• _What to work on_:
(A) In the passage on heterosexual HIV transmission among African Americans, rewrite the stretch from "HIV surveillance reveals" through "in this population.", substituting "sexual transmission" for "heterosexual transmission".
(B) Pick up the abstract on HIV among African Americans in North Carolina after its last sentence and continue it.
Document section below:
HIV surveillance reveals increasing heterosexual transmission among African Americans (AAs) in the Southern US, but little is known about the distribution of sexual risk behaviors in this population.
A standardized interview concerning sexual and drug using behavior was administered to 188 consecutive AAs who: were reported to the State Health Department within the past six months as having heterosexually-acquired HIV; lived in selected North Carolina counties; and consented to release their names to the study.
Although some respondents reported very high numbers of sexual partners, 52% of the 116 women (17% of the 69 men) reported fewer than 10 lifetime sexual partners, and 46% of women (46% of men) reported no more than 1 partner during the past year. 42% (26) of the women (25% of the men) with fewer than 10 lifetime partners denied "high profile" risk behavior (respondent or sex partner use of injection drugs, crack, or inhaled cocaine or heroin; exchange of sex for money, drugs, or housing by respondent or sex partner). 26% of the 62 women with fewer than 10 lifetime partners and denying high profile risk behavior reported that one of their last three sex partners had been incarcerated for more than 24 hours, as did 48% of all men and 81% of all women. 24% of women (65% of men) had themselves been incarcerated during the past 10 years.
End of Document section.
Recorded information below:
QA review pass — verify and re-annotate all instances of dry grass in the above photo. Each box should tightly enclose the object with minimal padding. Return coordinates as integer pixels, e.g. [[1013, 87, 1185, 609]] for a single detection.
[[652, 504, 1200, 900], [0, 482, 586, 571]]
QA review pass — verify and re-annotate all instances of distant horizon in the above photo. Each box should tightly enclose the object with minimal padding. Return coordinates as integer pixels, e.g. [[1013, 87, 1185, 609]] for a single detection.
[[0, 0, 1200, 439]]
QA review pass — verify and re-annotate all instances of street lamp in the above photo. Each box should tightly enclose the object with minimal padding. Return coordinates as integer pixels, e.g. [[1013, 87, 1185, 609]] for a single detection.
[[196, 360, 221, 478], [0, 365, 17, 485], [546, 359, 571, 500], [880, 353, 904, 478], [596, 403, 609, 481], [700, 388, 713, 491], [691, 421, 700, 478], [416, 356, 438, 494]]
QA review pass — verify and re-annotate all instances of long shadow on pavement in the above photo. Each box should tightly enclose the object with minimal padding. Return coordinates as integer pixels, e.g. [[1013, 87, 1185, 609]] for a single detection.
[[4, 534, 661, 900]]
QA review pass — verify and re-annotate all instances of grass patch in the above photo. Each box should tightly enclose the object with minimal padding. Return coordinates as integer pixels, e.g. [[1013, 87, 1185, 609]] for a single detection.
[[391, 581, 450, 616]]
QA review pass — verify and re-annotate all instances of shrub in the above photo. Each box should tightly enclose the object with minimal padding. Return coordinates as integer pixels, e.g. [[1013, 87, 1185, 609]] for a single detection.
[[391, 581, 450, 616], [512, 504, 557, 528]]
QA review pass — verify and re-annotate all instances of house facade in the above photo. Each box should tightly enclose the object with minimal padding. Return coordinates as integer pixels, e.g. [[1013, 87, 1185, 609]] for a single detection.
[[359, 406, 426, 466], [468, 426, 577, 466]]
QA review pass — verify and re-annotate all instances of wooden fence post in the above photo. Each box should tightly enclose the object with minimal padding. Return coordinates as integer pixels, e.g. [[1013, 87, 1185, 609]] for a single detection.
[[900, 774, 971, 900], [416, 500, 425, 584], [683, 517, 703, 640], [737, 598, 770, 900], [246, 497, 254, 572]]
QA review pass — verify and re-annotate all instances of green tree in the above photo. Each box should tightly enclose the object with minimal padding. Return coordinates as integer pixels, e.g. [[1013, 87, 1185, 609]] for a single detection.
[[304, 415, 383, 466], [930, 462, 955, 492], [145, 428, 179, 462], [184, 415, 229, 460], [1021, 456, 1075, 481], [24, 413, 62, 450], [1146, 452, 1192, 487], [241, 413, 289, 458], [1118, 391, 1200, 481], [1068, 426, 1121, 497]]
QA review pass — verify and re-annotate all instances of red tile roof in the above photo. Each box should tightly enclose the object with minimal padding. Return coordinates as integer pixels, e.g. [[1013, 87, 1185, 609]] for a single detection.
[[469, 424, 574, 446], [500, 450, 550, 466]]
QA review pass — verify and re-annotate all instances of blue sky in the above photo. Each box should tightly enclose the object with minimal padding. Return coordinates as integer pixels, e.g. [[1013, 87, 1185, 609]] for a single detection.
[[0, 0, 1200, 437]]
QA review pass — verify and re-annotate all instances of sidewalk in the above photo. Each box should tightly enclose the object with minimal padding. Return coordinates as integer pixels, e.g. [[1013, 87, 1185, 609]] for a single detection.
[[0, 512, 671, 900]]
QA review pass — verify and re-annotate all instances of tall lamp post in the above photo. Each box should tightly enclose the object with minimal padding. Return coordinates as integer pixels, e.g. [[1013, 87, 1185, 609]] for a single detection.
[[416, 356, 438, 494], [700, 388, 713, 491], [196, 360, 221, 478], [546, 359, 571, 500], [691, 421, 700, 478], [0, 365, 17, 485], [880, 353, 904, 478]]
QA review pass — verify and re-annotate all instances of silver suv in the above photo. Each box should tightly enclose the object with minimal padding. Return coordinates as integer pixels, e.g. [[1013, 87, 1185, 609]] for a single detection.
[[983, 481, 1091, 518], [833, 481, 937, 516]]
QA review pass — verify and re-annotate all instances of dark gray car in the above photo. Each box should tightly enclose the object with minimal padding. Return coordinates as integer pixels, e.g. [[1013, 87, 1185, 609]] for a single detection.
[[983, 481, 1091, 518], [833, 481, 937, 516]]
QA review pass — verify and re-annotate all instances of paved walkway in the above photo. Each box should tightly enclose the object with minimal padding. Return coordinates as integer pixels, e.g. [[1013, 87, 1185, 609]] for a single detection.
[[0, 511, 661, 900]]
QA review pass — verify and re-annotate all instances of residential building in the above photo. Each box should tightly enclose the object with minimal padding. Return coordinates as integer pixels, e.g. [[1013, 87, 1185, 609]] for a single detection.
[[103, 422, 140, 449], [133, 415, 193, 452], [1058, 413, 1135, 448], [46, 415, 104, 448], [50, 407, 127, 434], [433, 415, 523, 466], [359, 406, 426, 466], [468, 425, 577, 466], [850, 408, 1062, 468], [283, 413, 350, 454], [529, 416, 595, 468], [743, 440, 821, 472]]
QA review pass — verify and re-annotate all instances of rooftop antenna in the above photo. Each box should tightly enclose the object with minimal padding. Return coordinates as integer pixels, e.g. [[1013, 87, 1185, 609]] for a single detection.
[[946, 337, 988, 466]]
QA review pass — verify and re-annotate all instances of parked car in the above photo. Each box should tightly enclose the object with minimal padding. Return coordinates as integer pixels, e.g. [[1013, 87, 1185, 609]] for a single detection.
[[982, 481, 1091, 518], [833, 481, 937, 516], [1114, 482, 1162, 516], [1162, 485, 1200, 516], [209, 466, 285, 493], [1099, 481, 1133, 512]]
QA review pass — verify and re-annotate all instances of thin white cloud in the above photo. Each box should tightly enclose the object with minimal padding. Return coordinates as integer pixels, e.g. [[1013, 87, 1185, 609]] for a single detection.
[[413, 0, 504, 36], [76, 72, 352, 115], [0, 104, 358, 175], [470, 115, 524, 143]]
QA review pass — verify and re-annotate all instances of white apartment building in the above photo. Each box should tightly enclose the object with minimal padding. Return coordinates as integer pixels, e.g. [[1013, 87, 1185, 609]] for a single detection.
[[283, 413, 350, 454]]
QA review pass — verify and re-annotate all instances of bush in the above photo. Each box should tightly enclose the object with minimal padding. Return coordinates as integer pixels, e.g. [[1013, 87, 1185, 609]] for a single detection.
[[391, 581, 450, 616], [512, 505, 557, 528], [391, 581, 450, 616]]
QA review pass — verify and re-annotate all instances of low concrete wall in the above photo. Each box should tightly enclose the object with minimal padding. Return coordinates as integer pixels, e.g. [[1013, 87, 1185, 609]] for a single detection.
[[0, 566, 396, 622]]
End of Recorded information.
• _Answers for the tasks_:
(A)
HIV surveillance reveals increasing sexual transmission among African Americans (AAs) in the Southern US, but little is known about the distribution of sexual risk behaviors in this population.

(B)
In this southern, largely rural state, most AAs with heterosexually-acquired HIV infection report a history of incarceration for themselves or a sex partner. A substantial proportion of infected women who deny high profile risk behaviors and large numbers of partners report having had a sex partner who has been incarcerated. The relationship between incarceration and the HIV epidemic among Blacks in the US deserves further exploration.